What you will do:
Would you copy the listing from its start up to and including the line with "[(198, 172), (198, 168), (195, 167), (194, 172)]", changing "white sneaker" to "white shoe" and keeping everything else the same, but omitting the pictures?

Record extracts:
•••••

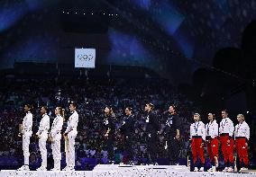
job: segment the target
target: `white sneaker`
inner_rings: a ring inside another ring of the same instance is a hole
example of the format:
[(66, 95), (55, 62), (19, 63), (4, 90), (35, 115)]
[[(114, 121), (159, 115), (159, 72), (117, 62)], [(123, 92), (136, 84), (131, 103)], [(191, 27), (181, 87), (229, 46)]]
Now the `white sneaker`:
[(38, 169), (36, 169), (36, 171), (47, 171), (45, 166), (41, 166)]
[(29, 165), (23, 165), (21, 168), (18, 168), (17, 171), (30, 171)]
[(229, 168), (227, 169), (227, 172), (228, 172), (228, 173), (233, 173), (233, 169), (232, 167), (229, 167)]
[(198, 172), (198, 168), (195, 167), (194, 172)]

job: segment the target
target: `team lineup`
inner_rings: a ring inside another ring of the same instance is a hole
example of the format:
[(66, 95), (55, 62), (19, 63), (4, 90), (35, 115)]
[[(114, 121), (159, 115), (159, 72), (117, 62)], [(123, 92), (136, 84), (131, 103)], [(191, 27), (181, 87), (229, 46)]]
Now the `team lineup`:
[[(60, 141), (63, 137), (65, 140), (65, 154), (66, 154), (66, 167), (62, 171), (75, 171), (75, 139), (78, 135), (78, 113), (77, 111), (78, 105), (75, 102), (69, 104), (69, 111), (71, 115), (68, 119), (68, 126), (66, 130), (62, 133), (62, 127), (64, 122), (65, 111), (61, 107), (55, 109), (55, 118), (50, 125), (50, 117), (47, 114), (48, 108), (42, 106), (41, 109), (41, 119), (35, 133), (35, 137), (39, 139), (39, 148), (41, 155), (41, 165), (37, 171), (47, 171), (47, 141), (51, 143), (51, 150), (54, 159), (54, 167), (51, 171), (60, 171)], [(20, 128), (19, 136), (23, 137), (23, 150), (24, 163), (19, 171), (29, 171), (29, 157), (30, 157), (30, 138), (32, 136), (32, 118), (31, 112), (32, 106), (26, 104), (24, 111), (26, 115), (23, 119), (23, 124)], [(154, 105), (147, 103), (144, 111), (146, 112), (145, 124), (147, 135), (147, 155), (148, 164), (157, 164), (157, 142), (158, 134), (164, 131), (168, 135), (166, 142), (166, 149), (168, 149), (168, 159), (169, 164), (178, 164), (178, 141), (181, 137), (181, 126), (178, 115), (177, 113), (177, 107), (170, 105), (168, 111), (168, 115), (165, 122), (165, 128), (160, 130), (158, 117), (153, 111)], [(126, 107), (124, 110), (125, 118), (120, 131), (124, 137), (124, 148), (127, 152), (128, 164), (133, 164), (133, 131), (134, 125), (134, 115), (133, 114), (133, 108)], [(167, 112), (165, 112), (167, 113)], [(107, 146), (109, 164), (114, 164), (114, 113), (110, 106), (105, 109), (105, 145)], [(205, 153), (204, 147), (206, 146), (207, 154), (210, 158), (212, 167), (209, 172), (216, 172), (219, 167), (219, 144), (221, 152), (224, 156), (224, 168), (223, 172), (235, 171), (234, 165), (234, 150), (240, 160), (241, 170), (248, 169), (248, 141), (250, 138), (250, 128), (245, 121), (242, 114), (237, 115), (237, 125), (234, 127), (233, 122), (228, 118), (228, 111), (223, 110), (221, 111), (222, 120), (218, 123), (215, 120), (215, 114), (208, 113), (208, 122), (205, 125), (200, 119), (199, 113), (194, 113), (194, 123), (190, 126), (190, 142), (193, 164), (195, 164), (195, 172), (205, 171)], [(198, 160), (197, 160), (198, 158)]]

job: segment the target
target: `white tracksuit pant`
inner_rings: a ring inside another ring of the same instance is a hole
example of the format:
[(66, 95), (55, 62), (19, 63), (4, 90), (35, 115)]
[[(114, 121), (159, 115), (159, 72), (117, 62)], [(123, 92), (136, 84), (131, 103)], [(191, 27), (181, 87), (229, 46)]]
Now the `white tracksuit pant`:
[[(68, 134), (68, 139), (69, 139), (69, 153), (66, 151), (66, 163), (67, 166), (69, 166), (71, 168), (75, 167), (75, 158), (76, 158), (76, 154), (75, 154), (75, 139), (77, 137), (78, 131), (71, 130)], [(65, 145), (66, 148), (66, 145)]]
[(60, 160), (61, 160), (60, 139), (61, 139), (61, 134), (58, 133), (53, 137), (53, 143), (51, 144), (51, 150), (54, 160), (54, 168), (57, 169), (60, 169)]
[(24, 164), (29, 165), (30, 163), (30, 141), (32, 135), (23, 135), (23, 150), (24, 156)]
[(47, 149), (46, 149), (46, 141), (48, 138), (48, 132), (43, 131), (40, 135), (39, 139), (39, 149), (41, 156), (41, 166), (47, 167)]

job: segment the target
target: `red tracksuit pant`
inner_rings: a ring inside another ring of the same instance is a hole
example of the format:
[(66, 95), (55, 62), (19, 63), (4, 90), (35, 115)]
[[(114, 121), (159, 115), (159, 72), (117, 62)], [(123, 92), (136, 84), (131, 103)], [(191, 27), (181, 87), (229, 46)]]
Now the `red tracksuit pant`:
[(248, 159), (248, 148), (245, 146), (246, 138), (245, 137), (236, 137), (235, 139), (235, 146), (236, 151), (239, 156), (240, 164), (243, 162), (244, 164), (247, 166), (249, 164)]
[(220, 137), (221, 148), (223, 151), (223, 155), (224, 157), (224, 163), (226, 164), (229, 160), (230, 163), (233, 163), (233, 140), (230, 138), (230, 143), (227, 144), (227, 140), (229, 139), (228, 135), (224, 135)]
[(205, 164), (205, 156), (204, 156), (204, 146), (202, 146), (202, 138), (201, 137), (192, 137), (191, 150), (193, 156), (193, 163), (197, 162), (197, 156), (201, 160), (202, 164)]
[(215, 156), (218, 157), (219, 155), (218, 150), (219, 150), (219, 141), (217, 137), (209, 139), (207, 142), (207, 152), (211, 162), (215, 161), (214, 159)]

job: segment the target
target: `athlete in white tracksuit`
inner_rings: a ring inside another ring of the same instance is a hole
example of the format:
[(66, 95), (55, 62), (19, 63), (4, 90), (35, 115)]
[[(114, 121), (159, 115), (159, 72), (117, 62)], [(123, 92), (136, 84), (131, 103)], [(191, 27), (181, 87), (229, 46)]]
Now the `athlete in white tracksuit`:
[(50, 130), (50, 137), (51, 137), (51, 150), (54, 160), (54, 168), (52, 171), (59, 171), (60, 170), (60, 160), (61, 160), (61, 153), (60, 153), (60, 139), (61, 134), (60, 131), (63, 126), (63, 117), (64, 117), (64, 110), (61, 107), (57, 107), (55, 109), (56, 118), (54, 119)]
[[(64, 137), (68, 136), (69, 146), (68, 152), (66, 151), (66, 163), (67, 166), (63, 169), (64, 171), (74, 171), (75, 167), (75, 139), (78, 135), (78, 113), (76, 111), (77, 105), (71, 102), (69, 105), (69, 110), (72, 115), (68, 120), (68, 127), (64, 133)], [(67, 142), (65, 142), (67, 143)], [(65, 145), (66, 148), (67, 145)]]
[(22, 136), (23, 136), (23, 150), (24, 156), (24, 164), (19, 168), (20, 171), (30, 170), (29, 169), (29, 158), (30, 158), (30, 139), (32, 134), (32, 114), (30, 111), (31, 106), (26, 104), (24, 106), (24, 111), (26, 112), (23, 121)]
[(48, 138), (48, 131), (50, 129), (50, 117), (47, 115), (47, 107), (43, 106), (41, 109), (42, 118), (40, 121), (40, 127), (36, 133), (39, 137), (39, 149), (41, 156), (41, 165), (38, 171), (46, 171), (47, 167), (47, 149), (46, 141)]

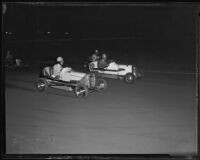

•••••

Written solution:
job: segment the target
target: `white shoe`
inner_rings: a ring inside another ring of the same instance is a hole
example of the format:
[(66, 95), (55, 62), (19, 63), (4, 90), (35, 115)]
[[(114, 121), (159, 115), (159, 72), (117, 62)], [(123, 92), (136, 84), (131, 103)], [(191, 27), (181, 87), (229, 46)]]
Now the `white shoe`:
[(38, 169), (36, 169), (36, 171), (47, 171), (45, 166), (41, 166)]
[(29, 165), (23, 165), (21, 168), (18, 168), (17, 171), (30, 171)]
[(229, 168), (227, 169), (227, 172), (228, 172), (228, 173), (233, 173), (233, 169), (232, 167), (229, 167)]
[(198, 172), (198, 168), (195, 167), (194, 172)]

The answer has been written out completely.